Exercise material >>
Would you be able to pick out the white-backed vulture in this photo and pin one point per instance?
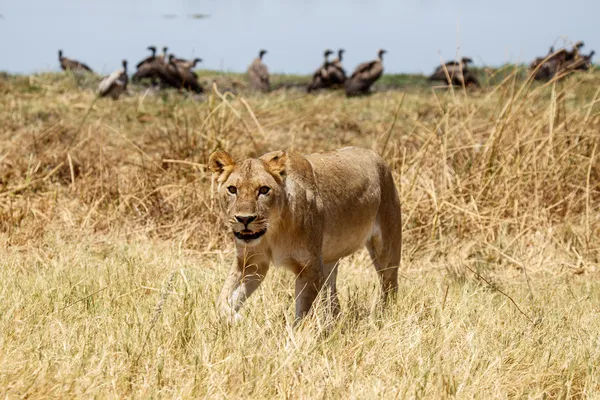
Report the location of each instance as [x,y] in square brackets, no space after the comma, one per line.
[68,64]
[183,77]
[458,73]
[364,76]
[114,84]
[320,79]
[149,59]
[258,74]
[335,71]
[187,64]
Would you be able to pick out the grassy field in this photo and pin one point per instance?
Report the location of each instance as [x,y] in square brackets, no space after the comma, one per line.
[112,249]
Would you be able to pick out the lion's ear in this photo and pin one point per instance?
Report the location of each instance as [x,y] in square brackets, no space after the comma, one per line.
[275,162]
[220,161]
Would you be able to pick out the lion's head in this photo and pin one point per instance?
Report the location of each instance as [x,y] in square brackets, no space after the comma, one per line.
[252,191]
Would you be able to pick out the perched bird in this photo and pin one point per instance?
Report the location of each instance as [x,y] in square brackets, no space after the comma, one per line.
[182,77]
[258,74]
[148,60]
[114,84]
[320,78]
[364,76]
[163,57]
[71,65]
[335,71]
[188,64]
[561,62]
[458,73]
[539,60]
[147,68]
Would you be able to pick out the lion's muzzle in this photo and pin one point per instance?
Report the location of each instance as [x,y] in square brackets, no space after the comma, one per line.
[247,229]
[247,235]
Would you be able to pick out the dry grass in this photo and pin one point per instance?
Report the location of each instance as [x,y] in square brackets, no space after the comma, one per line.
[113,251]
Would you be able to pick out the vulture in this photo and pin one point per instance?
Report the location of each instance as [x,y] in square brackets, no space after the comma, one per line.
[540,60]
[114,84]
[560,62]
[458,73]
[187,64]
[163,58]
[258,74]
[574,53]
[364,76]
[321,75]
[180,77]
[335,71]
[148,60]
[71,65]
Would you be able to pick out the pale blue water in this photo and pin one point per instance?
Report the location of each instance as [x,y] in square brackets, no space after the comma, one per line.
[416,33]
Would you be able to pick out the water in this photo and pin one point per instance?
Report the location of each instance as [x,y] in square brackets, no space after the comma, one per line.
[417,34]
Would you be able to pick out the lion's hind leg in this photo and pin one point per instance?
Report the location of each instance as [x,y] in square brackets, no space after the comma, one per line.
[384,247]
[330,275]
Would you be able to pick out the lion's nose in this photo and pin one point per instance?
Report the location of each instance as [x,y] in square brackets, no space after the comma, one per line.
[245,219]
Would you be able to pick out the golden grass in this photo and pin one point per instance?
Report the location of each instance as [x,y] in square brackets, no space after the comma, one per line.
[113,250]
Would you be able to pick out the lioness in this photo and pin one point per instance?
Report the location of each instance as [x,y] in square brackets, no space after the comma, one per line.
[305,213]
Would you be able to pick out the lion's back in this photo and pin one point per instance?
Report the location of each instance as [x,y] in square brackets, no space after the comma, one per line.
[352,183]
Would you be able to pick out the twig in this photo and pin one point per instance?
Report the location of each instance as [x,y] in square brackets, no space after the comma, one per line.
[479,276]
[389,133]
[83,298]
[158,309]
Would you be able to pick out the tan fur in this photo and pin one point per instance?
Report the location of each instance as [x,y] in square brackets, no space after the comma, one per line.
[318,209]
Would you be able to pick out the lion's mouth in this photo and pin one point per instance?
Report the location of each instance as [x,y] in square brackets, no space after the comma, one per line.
[248,235]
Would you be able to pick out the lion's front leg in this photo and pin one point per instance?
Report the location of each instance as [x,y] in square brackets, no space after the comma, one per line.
[244,278]
[309,280]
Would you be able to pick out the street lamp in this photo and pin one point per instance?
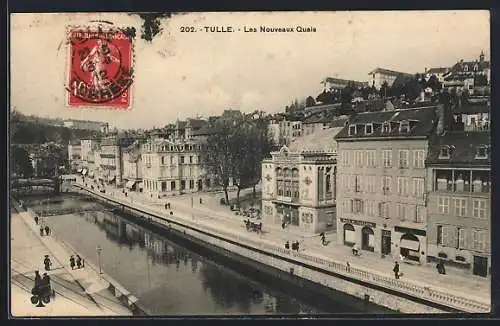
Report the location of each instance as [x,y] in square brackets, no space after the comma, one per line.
[98,250]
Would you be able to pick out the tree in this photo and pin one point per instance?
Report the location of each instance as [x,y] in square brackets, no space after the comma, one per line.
[310,101]
[434,83]
[384,90]
[216,154]
[20,161]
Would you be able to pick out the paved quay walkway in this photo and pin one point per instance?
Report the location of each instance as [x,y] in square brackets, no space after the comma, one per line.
[79,292]
[456,282]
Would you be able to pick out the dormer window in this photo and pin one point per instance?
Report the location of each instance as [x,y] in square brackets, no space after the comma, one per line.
[444,152]
[404,126]
[352,130]
[386,127]
[369,128]
[482,152]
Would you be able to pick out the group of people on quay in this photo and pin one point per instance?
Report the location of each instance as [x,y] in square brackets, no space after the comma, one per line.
[42,285]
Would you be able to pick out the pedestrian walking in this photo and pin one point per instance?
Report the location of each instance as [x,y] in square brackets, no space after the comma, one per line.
[323,238]
[440,268]
[38,281]
[47,263]
[396,270]
[45,285]
[78,261]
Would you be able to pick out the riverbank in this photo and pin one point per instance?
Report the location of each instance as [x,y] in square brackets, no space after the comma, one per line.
[79,292]
[402,295]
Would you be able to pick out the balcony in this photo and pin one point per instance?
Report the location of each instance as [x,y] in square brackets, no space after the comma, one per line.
[462,181]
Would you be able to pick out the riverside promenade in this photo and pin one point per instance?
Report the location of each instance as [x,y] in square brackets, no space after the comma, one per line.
[79,292]
[462,292]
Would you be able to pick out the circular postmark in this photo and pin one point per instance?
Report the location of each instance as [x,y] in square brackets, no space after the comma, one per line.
[100,68]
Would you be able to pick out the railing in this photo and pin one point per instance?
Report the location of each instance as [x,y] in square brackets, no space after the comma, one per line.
[438,296]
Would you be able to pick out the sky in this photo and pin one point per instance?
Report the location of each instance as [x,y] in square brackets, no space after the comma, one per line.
[180,75]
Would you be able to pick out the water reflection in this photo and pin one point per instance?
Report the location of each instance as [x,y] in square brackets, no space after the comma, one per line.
[167,278]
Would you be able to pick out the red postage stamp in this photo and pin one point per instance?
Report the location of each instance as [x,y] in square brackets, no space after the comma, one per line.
[100,68]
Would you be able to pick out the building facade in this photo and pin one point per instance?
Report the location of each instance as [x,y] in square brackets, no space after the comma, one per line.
[381,172]
[380,76]
[299,183]
[172,167]
[75,155]
[459,203]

Stated exercise >> Output the entries above exactly. Drop the pictures.

Exercise result >>
Would you be able to pick out the white-backed vulture in this photo and pin one point per instance?
Report the location of each instance as [x,y] in square brackets, no space after the comma, one per line.
[68,64]
[183,77]
[458,73]
[364,76]
[114,84]
[320,79]
[149,59]
[258,74]
[335,71]
[187,64]
Would you be able to pick out the grassy field in this photo and pin one point per instance?
Report the location of each instance as [x,y] in square brackets, no space after the comma, one per line.
[112,249]
Would you be able to pick out the lion's ear in this photo and pin one point per instance?
Report the location of each instance as [x,y] in square brackets, no space after the comma, one per line.
[275,162]
[220,161]
Would you be able to pick out the lion's head in this photo and pin one point per instance?
Report the location of each instance as [x,y] in square brackets, no space after the comma, one per line.
[252,191]
Would you be able to pick out the perched bird in this photo and pin one point per instance?
Report the location of each instance as [x,y] in square brackets, no space after the comma, one per line.
[182,77]
[258,74]
[148,60]
[114,84]
[320,78]
[364,76]
[163,57]
[71,65]
[335,71]
[188,64]
[561,62]
[458,73]
[539,60]
[147,68]
Would you be able to pick out the lion's muzzle in this photo and pin one point per instance?
Report the location of each instance as [x,y] in square brackets, no space after the comma, one per line.
[247,229]
[247,235]
Would you be able to pick out the dry grass in this photo and pin one point per instance?
Report the location of each instance as [x,y] in square brackets, no space after the comma, one per line.
[113,251]
Would you be able to pick out the vulture in this photo and pin one point per instance?
Report the location of each instance as [x,y] in square brackets, no space after the comma, one per line.
[540,60]
[114,84]
[560,62]
[458,73]
[187,64]
[163,58]
[258,74]
[574,53]
[364,76]
[321,75]
[180,77]
[335,71]
[148,60]
[71,65]
Would you be able to pick out the pale blue water in this photo and pin one point per instance?
Report the location of each instance as [x,y] in square brackets, no space after the comma, one per line.
[416,33]
Would you be able to pick out the water in this photo and pin one point per instance?
Report the location of each instance as [x,y] in square brackets, no space after the comma, one per line.
[417,34]
Would you be able to pick out the lion's hind leg in this photo and pin one point per instance?
Report the location of each instance as [x,y] in square brackets, no space after the comma, one per line.
[384,247]
[330,275]
Would you be able to pick out the lion's nose in this photo and pin one point per instance?
Report the location of each instance as [x,y] in square brackets, no space after the comma, one per line.
[245,219]
Would you be able to pick out the golden grass in this photo and pin one point per instance?
Report the location of each instance as [x,y] in square brackets, no space after the comma, one per line.
[113,250]
Would you be able to pick out the lioness in this photo and pin one point per instance?
Report the location of each instance as [x,y] in square brackets, no space after the comma, one per line.
[305,213]
Would you be able to pick out the lion's back in this photo and pin one point per instance?
Report the location of each instance as [x,y] in square brackets, no space after the comma, one per line.
[352,183]
Would you be able to pick out the twig in this photo and pin one point per instance?
Report the location of each instance as [x,y] in square brackets, no space after the comma, one per line.
[479,276]
[389,133]
[83,298]
[158,309]
Would you be able to pick out the tan fur in this photo and pin one point per instance?
Report the location of each instance as [x,y] in square brackets, no space after the comma, one per line.
[318,209]
Would you be able to pick out the lion's mouth in this photo and pin one point per instance?
Report the location of each instance as [x,y] in square brackets, no space after the comma, one per line.
[248,235]
Would you be able to pick out the lion's front leg in this photo and pin one point per instance?
Report the location of each instance as [x,y] in square brackets, no space after the comma, one per line.
[244,278]
[309,280]
Would you be able to pick out the street lamp in this photo and pin one point per instance?
Report the location of each instance as [x,y] in square brackets, no space after the comma, one per line.
[98,250]
Would you be able to pick out the tree in this photo and pin one point per instance?
Report the location of each instance as [x,y] in square brackets, no space after the comma, one per line.
[310,101]
[434,83]
[384,90]
[216,154]
[20,161]
Would you be able to pick out the paved quay walkway in this photo and pin one point per instance?
Report the location of each instance as [x,y] in square brackets, no space after the comma, one per line.
[79,292]
[456,282]
Would you be able to pick out the dormer window in this photo and pin one point per instance?
Report the location of each instance as [x,y] in square brackets, no space after the comma, one per line.
[444,152]
[404,126]
[352,130]
[386,127]
[369,128]
[482,152]
Would you be able to pick out the group of people on quay in this photo and pin one point per instance?
Report the location of each instance as [x,y] in square brackets, no space after the comma, one per line.
[42,285]
Would you be able to pick out the pedestrian walking in this photo and pin one point per instance?
Report the location of each instance as [x,y] in square brackets, no space after the comma, one per line.
[323,238]
[440,268]
[38,281]
[47,263]
[396,270]
[45,285]
[78,261]
Would you be able to pick out the riverbank in this photo and pin one point per instance?
Report the location of each instance as [x,y] in square brackets, no space after the comma, one per line.
[79,292]
[402,295]
Would you be able to pick out the balcony in this photo and pin one point per instance?
Report the location of each instance as [x,y] in square brackets, no space after the comma, one per line.
[462,181]
Would you be able to pick out the riverside promenade in this photo and pin one point per instance?
Report the location of each instance as [x,y] in square brackets, no space after the comma, one per line.
[79,292]
[462,292]
Would you be able to pick out the circular postmark in this photo and pin one point per instance?
Report the location of each instance as [x,y] in square brackets, no space after the comma, one per line.
[100,68]
Would you be able to pick out the railing in this photo and pin one point per instance?
Report the location of each instance as [x,y] in square brackets, no space after the comma, one per line.
[438,296]
Would you be able to pick out the sky in this photo and pin one point per instance?
Report the location of each instance as [x,y] in square brackets, no space after the comma, one per line.
[180,75]
Would you be able to pick out the water reflection in this photo and pin one point per instance?
Report the location of each instance as [x,y] in square brackets, no space after the comma, one per line.
[167,278]
Would you be able to pick out the red postage stamp in this photo and pin one point per instance?
Report the location of each instance as [x,y] in square brackets, no space after the comma, one per line.
[100,68]
Would you be able to pick out the building facade in this photo and pin one point per instance?
Report the location of each instance as [x,y] in square brackets, no space after the comma, one per line.
[381,172]
[380,76]
[299,183]
[172,167]
[75,155]
[459,203]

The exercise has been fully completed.